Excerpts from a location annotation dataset
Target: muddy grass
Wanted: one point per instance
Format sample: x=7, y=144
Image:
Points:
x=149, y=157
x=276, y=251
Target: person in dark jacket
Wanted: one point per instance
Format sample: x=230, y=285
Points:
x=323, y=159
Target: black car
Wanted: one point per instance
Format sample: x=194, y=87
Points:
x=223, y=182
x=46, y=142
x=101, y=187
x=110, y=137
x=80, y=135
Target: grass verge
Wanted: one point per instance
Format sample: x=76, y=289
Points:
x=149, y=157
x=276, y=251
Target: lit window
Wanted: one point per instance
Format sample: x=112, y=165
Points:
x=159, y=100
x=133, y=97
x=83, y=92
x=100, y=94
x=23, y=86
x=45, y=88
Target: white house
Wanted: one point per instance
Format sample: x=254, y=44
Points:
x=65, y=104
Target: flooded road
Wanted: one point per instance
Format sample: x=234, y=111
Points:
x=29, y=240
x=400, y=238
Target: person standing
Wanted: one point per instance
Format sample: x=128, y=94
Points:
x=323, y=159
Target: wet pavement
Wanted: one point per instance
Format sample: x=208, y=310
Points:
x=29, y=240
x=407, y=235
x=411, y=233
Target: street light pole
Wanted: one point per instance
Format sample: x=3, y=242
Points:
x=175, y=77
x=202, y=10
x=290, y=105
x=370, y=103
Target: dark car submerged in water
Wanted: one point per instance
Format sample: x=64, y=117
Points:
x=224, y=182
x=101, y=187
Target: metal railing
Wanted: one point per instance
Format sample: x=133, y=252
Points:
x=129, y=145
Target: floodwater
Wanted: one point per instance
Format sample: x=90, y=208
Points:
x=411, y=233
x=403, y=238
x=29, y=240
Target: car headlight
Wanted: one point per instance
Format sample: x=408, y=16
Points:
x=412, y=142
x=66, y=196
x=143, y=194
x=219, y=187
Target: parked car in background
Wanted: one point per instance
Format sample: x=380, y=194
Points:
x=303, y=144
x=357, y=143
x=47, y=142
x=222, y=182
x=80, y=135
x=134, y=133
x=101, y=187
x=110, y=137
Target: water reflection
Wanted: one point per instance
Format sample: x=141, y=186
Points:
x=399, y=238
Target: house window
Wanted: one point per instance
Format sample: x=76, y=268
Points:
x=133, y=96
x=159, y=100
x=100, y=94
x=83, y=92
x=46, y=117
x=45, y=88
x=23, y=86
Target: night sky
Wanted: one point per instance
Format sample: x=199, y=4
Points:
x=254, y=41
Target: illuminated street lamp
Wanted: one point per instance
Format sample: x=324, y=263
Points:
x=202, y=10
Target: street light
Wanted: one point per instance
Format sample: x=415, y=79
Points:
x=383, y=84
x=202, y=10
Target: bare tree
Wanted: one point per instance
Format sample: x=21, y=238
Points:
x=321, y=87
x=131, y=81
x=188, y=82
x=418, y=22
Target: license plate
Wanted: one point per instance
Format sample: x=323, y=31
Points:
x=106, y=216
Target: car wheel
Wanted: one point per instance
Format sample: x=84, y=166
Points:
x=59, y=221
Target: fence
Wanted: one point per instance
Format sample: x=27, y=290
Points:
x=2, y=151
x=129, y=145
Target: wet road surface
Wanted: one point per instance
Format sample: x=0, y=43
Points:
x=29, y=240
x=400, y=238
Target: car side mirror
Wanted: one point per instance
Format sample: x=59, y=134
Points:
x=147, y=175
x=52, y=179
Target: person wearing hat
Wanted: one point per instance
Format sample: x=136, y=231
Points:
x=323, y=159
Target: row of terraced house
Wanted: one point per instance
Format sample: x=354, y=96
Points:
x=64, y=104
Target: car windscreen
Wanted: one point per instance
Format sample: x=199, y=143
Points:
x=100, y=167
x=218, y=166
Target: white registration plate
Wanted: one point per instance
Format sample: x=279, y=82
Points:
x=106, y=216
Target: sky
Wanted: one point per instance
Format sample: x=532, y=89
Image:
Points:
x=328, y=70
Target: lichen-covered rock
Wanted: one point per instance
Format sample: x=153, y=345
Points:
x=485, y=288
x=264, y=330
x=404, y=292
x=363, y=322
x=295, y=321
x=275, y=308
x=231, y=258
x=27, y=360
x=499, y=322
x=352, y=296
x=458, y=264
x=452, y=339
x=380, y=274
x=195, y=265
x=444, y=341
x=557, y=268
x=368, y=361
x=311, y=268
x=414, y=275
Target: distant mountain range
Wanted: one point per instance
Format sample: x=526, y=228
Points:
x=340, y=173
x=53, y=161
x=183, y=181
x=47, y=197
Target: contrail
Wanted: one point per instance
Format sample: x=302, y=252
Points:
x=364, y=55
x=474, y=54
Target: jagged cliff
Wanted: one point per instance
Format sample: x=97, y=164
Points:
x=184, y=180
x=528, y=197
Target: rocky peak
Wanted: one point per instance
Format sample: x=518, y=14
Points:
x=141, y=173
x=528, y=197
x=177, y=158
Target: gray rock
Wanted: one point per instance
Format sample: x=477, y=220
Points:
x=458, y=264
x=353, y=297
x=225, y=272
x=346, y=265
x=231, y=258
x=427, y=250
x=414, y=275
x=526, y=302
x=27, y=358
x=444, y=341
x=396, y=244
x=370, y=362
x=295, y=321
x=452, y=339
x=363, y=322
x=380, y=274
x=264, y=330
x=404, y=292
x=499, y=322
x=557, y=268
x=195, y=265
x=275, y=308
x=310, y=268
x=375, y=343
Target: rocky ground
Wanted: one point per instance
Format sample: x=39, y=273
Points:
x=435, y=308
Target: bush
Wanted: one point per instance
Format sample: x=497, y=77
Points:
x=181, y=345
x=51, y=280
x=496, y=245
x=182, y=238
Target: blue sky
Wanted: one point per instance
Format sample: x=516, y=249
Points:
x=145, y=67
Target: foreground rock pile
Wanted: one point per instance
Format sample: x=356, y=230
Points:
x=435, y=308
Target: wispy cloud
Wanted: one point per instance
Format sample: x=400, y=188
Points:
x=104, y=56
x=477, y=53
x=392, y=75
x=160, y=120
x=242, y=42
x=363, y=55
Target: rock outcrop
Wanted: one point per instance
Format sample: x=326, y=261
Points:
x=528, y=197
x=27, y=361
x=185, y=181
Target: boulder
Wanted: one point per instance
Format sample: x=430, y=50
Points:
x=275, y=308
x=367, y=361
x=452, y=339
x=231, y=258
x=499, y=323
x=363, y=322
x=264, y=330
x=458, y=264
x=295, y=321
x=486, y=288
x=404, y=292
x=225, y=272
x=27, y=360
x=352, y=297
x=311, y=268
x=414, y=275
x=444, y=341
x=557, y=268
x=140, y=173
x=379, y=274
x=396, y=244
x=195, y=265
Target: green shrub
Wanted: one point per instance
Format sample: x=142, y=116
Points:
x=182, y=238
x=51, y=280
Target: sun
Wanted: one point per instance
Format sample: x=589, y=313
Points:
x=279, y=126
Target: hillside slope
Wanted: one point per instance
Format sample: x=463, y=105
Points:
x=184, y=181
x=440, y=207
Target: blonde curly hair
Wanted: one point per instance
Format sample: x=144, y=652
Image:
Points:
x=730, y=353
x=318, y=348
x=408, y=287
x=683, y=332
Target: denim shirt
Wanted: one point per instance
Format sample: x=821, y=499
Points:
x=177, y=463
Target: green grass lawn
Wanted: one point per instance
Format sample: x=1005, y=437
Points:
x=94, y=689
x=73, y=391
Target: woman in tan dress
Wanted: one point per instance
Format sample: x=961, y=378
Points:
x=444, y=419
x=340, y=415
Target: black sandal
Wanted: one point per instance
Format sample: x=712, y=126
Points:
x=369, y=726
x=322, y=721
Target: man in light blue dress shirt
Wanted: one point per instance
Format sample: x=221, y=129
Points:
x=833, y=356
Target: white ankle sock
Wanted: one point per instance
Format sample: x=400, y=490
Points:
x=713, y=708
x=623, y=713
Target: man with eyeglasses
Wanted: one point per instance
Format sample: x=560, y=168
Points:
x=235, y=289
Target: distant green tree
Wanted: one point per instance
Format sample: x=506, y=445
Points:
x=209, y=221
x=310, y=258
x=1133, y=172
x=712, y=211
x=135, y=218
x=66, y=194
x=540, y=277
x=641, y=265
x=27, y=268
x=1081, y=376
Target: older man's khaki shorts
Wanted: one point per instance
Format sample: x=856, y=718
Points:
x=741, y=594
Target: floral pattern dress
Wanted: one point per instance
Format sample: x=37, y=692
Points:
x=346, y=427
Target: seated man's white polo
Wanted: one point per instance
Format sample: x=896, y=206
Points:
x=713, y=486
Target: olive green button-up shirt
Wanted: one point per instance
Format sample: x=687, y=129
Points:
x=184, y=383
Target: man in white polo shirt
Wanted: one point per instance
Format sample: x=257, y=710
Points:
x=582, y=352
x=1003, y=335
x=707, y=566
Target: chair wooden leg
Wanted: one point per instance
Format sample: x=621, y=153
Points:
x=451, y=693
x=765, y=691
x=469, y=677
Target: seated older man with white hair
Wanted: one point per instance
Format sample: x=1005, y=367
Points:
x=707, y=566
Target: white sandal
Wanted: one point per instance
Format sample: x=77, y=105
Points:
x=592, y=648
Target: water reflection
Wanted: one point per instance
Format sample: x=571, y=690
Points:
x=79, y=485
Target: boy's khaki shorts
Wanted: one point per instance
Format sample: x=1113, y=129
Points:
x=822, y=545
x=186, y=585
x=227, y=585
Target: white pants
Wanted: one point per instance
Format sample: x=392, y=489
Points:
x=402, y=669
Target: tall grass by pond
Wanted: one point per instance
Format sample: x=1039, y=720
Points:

◆ Given instruction
Express the items starting at the line containing "Target: wispy cloud" and ending at the line containing "x=279, y=126" as a numbered list, omitting any blank lines.

◆ Answer
1. Target: wispy cloud
2. Wanted: one point per instance
3. Format sample: x=400, y=188
4. Points:
5. x=104, y=56
6. x=477, y=53
7. x=392, y=75
8. x=160, y=120
9. x=242, y=42
10. x=363, y=55
11. Target: rock outcrop
12. Wanted: one point per instance
13. Format sample: x=326, y=261
14. Points:
15. x=528, y=197
16. x=27, y=361
17. x=185, y=181
18. Target: boulder
19. Wanted: one point per instance
20. Format sample: x=430, y=50
21. Points:
22. x=275, y=308
23. x=367, y=361
24. x=452, y=339
25. x=231, y=258
26. x=499, y=323
27. x=363, y=322
28. x=264, y=330
29. x=458, y=264
30. x=295, y=321
31. x=486, y=288
32. x=404, y=292
33. x=225, y=272
34. x=27, y=360
35. x=352, y=297
36. x=311, y=268
37. x=414, y=275
38. x=444, y=341
39. x=557, y=268
40. x=140, y=173
41. x=379, y=274
42. x=396, y=244
43. x=195, y=265
44. Target: green shrub
45. Wanted: one point per instance
46. Format sample: x=142, y=116
47. Points:
48. x=182, y=238
49. x=51, y=280
50. Target: sun
51. Wanted: one point per instance
52. Format sample: x=589, y=313
53. Points:
54. x=279, y=126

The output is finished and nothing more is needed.